Return each line of the listing below that contains the word "damaged". Only lines that match its capitalization count.

Data provided =>
start
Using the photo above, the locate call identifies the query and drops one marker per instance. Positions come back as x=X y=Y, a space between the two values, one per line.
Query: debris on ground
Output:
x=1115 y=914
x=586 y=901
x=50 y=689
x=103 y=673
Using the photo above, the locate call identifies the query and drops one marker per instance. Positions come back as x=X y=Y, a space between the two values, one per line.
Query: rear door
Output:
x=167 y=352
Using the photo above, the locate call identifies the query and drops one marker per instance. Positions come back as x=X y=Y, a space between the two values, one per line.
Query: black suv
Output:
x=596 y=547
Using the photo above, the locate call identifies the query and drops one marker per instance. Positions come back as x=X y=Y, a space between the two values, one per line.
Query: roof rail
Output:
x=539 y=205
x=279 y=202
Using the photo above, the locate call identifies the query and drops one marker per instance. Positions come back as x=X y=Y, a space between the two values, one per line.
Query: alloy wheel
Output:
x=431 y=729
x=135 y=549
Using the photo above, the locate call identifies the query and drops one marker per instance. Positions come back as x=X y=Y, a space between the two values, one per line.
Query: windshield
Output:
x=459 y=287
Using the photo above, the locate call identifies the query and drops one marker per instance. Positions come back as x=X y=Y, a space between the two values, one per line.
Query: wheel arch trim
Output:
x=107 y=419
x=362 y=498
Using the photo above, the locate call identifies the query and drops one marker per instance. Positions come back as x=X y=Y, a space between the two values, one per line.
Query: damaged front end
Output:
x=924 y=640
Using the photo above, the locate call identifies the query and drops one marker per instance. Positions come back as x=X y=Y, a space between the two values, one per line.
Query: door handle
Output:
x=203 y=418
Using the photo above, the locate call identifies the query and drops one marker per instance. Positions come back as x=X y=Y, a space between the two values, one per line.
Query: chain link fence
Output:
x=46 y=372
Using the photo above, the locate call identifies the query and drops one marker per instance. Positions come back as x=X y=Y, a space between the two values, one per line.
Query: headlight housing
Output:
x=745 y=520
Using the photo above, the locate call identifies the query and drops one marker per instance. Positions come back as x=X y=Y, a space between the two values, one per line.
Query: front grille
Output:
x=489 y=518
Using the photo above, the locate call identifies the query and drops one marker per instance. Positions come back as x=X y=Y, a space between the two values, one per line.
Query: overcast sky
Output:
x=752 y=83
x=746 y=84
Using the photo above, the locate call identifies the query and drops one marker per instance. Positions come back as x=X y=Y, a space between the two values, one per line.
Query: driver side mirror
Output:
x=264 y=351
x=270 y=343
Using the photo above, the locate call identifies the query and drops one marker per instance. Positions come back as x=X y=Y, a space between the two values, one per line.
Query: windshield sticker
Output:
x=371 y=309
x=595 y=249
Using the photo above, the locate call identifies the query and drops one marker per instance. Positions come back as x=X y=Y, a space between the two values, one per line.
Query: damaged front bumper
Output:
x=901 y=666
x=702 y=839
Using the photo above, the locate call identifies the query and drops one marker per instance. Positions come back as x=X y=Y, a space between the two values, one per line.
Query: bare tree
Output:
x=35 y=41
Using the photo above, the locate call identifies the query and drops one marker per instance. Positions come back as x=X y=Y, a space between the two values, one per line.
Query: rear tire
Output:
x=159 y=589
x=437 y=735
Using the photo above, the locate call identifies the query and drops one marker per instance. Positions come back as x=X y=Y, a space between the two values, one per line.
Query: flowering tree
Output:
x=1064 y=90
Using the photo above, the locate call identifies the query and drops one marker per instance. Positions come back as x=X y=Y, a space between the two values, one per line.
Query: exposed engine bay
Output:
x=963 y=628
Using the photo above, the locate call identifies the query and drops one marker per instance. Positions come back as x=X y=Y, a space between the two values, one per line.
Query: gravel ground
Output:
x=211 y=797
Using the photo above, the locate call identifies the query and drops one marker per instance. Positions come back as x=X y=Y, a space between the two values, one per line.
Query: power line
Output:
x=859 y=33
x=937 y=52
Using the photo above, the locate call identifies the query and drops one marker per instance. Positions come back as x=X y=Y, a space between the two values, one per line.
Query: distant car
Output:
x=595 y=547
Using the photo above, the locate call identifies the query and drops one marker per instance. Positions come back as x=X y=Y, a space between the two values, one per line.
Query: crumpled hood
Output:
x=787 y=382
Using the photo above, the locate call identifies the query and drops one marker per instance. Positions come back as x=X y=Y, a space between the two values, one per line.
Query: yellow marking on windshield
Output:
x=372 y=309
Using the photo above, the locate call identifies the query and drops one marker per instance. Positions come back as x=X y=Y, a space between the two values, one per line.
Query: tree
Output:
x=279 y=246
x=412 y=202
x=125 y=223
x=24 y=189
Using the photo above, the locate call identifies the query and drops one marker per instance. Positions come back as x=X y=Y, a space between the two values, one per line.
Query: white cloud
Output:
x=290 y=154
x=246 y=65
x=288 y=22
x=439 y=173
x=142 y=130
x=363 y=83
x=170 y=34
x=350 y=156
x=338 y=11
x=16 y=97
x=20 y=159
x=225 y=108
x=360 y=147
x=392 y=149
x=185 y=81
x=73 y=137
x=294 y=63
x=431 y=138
end
Full output =>
Query: damaged front end
Query: damaged front bumper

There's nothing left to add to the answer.